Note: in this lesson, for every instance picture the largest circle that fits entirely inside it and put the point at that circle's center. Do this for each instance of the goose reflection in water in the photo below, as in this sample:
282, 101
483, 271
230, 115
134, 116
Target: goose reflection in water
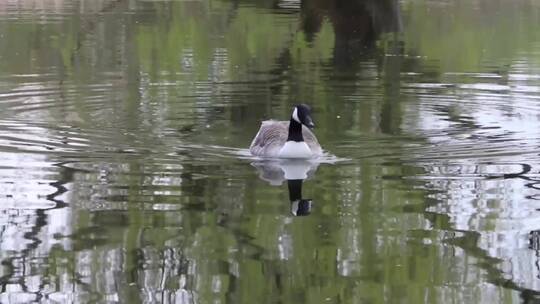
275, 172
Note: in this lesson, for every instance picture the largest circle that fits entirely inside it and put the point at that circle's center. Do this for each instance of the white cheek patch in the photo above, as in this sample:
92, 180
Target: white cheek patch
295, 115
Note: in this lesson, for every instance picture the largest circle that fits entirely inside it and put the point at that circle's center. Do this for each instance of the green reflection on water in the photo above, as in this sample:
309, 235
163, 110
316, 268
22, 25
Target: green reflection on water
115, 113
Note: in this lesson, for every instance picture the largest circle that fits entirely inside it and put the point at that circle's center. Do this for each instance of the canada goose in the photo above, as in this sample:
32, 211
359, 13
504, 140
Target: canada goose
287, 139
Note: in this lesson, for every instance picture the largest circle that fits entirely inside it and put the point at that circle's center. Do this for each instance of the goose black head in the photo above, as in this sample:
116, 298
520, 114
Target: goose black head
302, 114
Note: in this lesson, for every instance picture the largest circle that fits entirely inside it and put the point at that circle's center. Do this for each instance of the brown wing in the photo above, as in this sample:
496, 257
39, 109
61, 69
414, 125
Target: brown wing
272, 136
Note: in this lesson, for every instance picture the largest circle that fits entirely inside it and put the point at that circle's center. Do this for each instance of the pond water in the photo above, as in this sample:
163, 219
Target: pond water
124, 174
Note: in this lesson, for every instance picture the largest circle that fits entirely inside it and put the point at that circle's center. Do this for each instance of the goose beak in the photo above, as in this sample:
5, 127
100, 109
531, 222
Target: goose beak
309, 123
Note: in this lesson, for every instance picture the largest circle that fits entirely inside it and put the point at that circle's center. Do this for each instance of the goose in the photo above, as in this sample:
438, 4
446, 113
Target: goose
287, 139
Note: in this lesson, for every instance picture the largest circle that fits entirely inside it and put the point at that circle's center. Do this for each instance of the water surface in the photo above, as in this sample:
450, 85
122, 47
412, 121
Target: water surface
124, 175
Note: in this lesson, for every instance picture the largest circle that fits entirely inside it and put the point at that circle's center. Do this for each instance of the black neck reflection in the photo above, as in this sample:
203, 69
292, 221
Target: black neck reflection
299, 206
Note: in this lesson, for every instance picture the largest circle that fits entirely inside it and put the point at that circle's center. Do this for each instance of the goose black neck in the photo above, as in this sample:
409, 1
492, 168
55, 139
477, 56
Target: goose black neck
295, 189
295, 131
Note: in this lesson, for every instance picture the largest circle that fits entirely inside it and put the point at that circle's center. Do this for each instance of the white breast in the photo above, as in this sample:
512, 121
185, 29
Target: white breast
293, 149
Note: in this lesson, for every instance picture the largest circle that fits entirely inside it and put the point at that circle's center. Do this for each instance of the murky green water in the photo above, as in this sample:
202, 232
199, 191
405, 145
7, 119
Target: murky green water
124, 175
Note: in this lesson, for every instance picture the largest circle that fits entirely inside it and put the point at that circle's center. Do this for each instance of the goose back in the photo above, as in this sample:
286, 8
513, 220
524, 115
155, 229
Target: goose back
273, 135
───
◆ **Objective**
Arrange all the lines of the items above into a numbered list, skipping blank lines and omitting the pictures.

◆ **Answer to this exercise**
1. Note: in this lesson, for every instance picture the largest circle that fits entirely inside it and put the point at that circle's center. Do this for each instance of the goose reflection in water in the photo below, as in this sample:
2. 282, 101
3. 483, 271
4. 230, 115
5. 134, 116
6. Target: goose reflection in water
7. 275, 172
8. Note: in this lesson, for every instance picture the largest circle that fits entirely inside it and put the point at that circle's center. Do this for each instance of the white cheek patch in the photo above, as in this sample:
9. 92, 180
10. Target: white cheek patch
11. 295, 115
12. Note: in this lesson, for every instance picture the largest circle that fits entirely inside it and put the point at that circle's center. Do this for each instance of the green reflection on water in the photo above, as in this sample:
13. 309, 235
14. 163, 110
15. 316, 268
16. 22, 25
17. Target: green reflection on water
18. 115, 113
19. Note: in this lesson, for every instance picture the largest circle that fits entirely inside it and put the point at that circle's center. Do this for each instance of the canada goose in the photo above, as in this sample:
20. 32, 211
21. 359, 13
22. 504, 140
23. Target: canada goose
24. 287, 139
25. Note: in this lesson, for every instance picture the largest circle that fits entirely inside it and put the point at that circle's center. Do this for each instance of the goose black head in the photo above, as in this sample:
26. 116, 298
27. 520, 114
28. Target: goose black head
29. 302, 114
30. Note: in this lesson, for every instance picture the largest circle that fits entirely inside it and put the point at that circle's center. Do this for each instance of the brown wing in the photo above, as in this sample:
31. 496, 257
32. 39, 109
33. 61, 69
34. 414, 125
35. Target: brown wing
36. 272, 136
37. Note: in this lesson, for every instance picture the largest circle that fits entirely inside it and put the point at that circle's center. Do this for each instance of the pond water in the photo above, as in this sample:
38. 163, 219
39. Target: pond water
40. 124, 174
41. Note: in this lesson, for every instance picture the largest circle that fits entirely inside it and put the point at that circle's center. Do this for each instance of the goose beak in the photo above, as in this sample:
42. 5, 127
43. 100, 109
44. 531, 222
45. Target: goose beak
46. 309, 123
47. Note: in this lesson, for every instance picture the largest circle that fits entirely inside it and put the point at that circle's center. Do this for each instance of the goose in the photo above, as in this sample:
48. 438, 4
49. 446, 113
50. Target: goose
51. 287, 139
52. Note: in this lesson, for every instance picture the largest circle that fits entirely inside it and put the point at that circle's center. Do this for each instance of the water surface in the photo above, as in this sample:
53. 450, 85
54. 122, 47
55. 412, 121
56. Target: water surface
57. 124, 175
58. Note: in this lesson, for every instance picture the largest circle that fits entirely inside it and put the point at that circle's center. Do this for each instance of the black neck reflection in the photo above, as in this sample:
59. 203, 69
60. 292, 221
61. Target: black neck reflection
62. 299, 206
63. Note: in this lesson, for every instance picture the largest circle that fits entirely inside it and put the point at that circle's center. Do this for each instance of the goose black neck in the photo above, as in this sample:
64. 409, 1
65. 492, 168
66. 55, 139
67. 477, 56
68. Target: goose black neck
69. 295, 189
70. 295, 131
71. Note: in this lesson, for every instance picture the largest circle that fits entirely inside it and put the point at that circle's center. Do this for each instance of the white breast in the photo above, as in this sample:
72. 512, 121
73. 185, 29
74. Target: white breast
75. 293, 149
76. Note: in this lesson, for every instance picture the largest circle that fits entirely inside it and put the point at that circle's center. Do this for each instance of the murky green water in the photo above, as in this sample:
77. 202, 232
78. 199, 191
79. 405, 145
80. 7, 119
81. Target: murky green water
82. 124, 175
83. Note: in this lesson, for every instance picture the largest circle that fits entirely inside it and put the point at that circle's center. Do this for each instance of the goose back in the photo above, as in this sample:
84. 286, 8
85. 513, 220
86. 524, 115
87. 155, 229
88. Target: goose back
89. 273, 135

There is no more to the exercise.